▶ Task goal: Locate each line in the records below that contains the string "distant", and copy every such line in full.

▶ Supplied records:
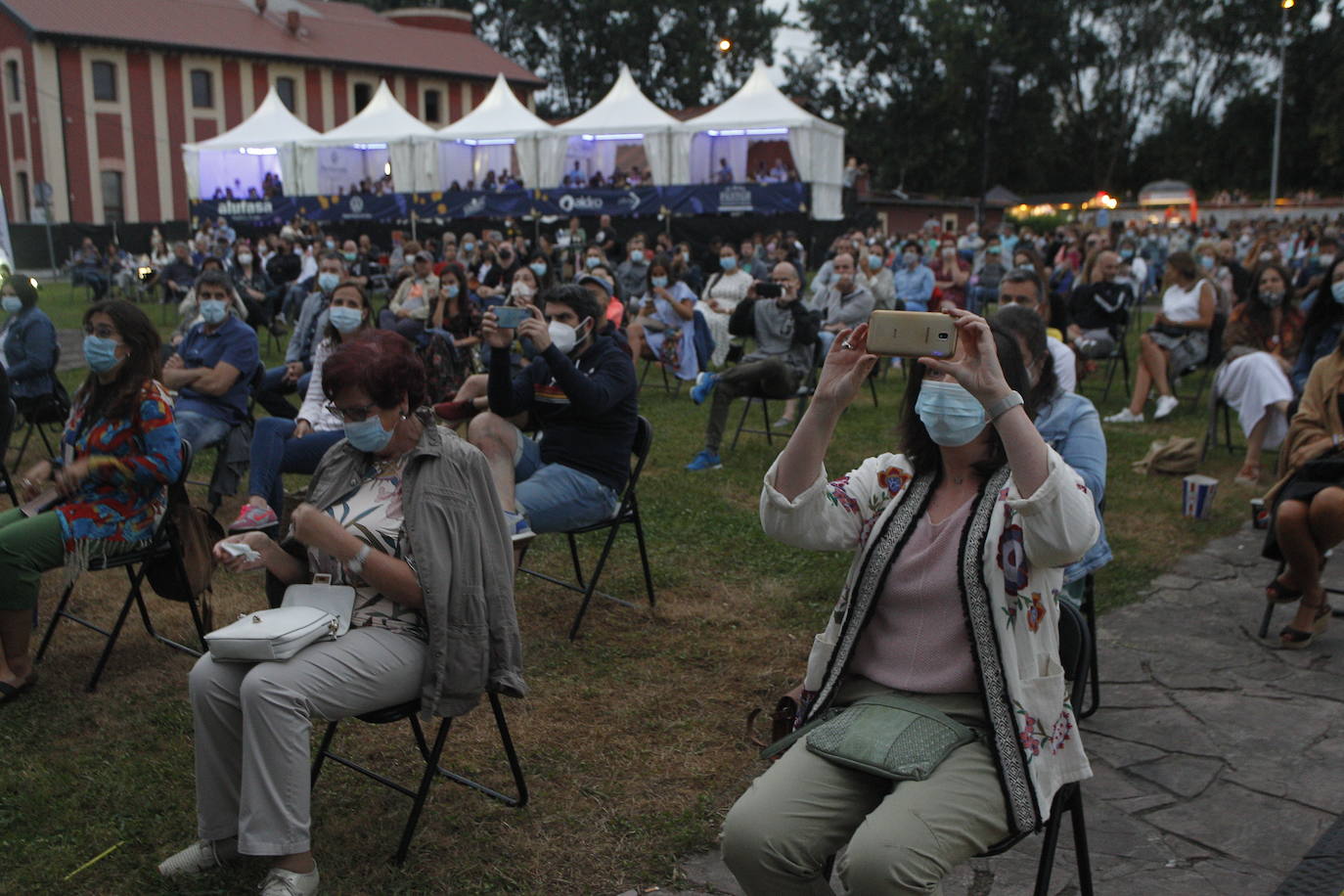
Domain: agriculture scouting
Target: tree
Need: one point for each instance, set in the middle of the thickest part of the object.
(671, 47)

...

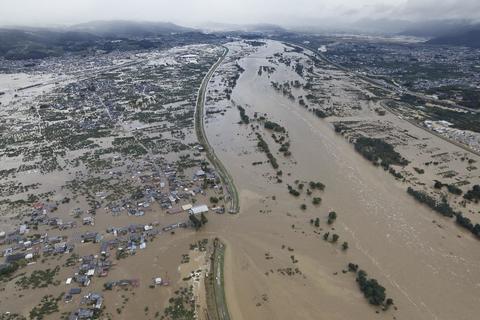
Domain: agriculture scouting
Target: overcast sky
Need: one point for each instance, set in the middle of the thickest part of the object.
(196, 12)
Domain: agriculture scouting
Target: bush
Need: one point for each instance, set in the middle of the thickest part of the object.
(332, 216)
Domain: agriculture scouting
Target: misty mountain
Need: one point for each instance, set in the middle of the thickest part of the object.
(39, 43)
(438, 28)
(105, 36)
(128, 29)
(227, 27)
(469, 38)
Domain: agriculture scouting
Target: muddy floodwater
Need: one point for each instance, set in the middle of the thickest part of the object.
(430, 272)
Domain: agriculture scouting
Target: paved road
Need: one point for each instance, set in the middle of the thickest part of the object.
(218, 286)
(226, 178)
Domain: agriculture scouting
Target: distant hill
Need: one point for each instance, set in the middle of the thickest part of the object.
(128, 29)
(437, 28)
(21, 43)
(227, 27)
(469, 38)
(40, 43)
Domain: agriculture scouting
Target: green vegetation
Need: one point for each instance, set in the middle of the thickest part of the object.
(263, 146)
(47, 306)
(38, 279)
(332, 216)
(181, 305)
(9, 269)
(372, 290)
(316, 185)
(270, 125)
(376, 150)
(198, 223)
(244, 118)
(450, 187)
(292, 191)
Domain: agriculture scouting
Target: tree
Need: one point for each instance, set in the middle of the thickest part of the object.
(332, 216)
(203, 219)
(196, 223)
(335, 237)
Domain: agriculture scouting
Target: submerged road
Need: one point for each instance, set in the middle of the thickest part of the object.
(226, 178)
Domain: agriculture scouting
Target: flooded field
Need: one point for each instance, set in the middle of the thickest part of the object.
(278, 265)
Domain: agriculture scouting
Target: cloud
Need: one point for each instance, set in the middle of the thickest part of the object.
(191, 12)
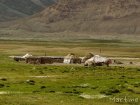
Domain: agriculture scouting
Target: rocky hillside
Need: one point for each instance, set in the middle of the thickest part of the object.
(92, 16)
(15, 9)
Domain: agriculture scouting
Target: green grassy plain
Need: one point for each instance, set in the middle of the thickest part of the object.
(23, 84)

* * *

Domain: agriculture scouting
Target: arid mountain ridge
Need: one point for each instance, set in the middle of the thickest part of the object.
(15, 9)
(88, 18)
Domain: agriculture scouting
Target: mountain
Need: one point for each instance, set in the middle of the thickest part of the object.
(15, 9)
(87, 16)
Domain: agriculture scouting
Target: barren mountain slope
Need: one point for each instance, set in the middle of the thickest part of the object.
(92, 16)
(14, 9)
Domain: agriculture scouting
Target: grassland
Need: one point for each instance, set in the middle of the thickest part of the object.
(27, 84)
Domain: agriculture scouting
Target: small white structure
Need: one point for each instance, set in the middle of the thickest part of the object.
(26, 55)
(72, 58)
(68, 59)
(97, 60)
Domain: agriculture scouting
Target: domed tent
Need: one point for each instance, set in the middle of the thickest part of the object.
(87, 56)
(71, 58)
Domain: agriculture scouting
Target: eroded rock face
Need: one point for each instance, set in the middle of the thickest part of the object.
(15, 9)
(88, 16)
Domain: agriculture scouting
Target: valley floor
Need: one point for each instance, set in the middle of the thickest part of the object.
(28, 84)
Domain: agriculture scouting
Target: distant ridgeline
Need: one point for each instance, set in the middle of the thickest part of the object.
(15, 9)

▶ Expected output:
Target: distant hill
Target: distant ridgeline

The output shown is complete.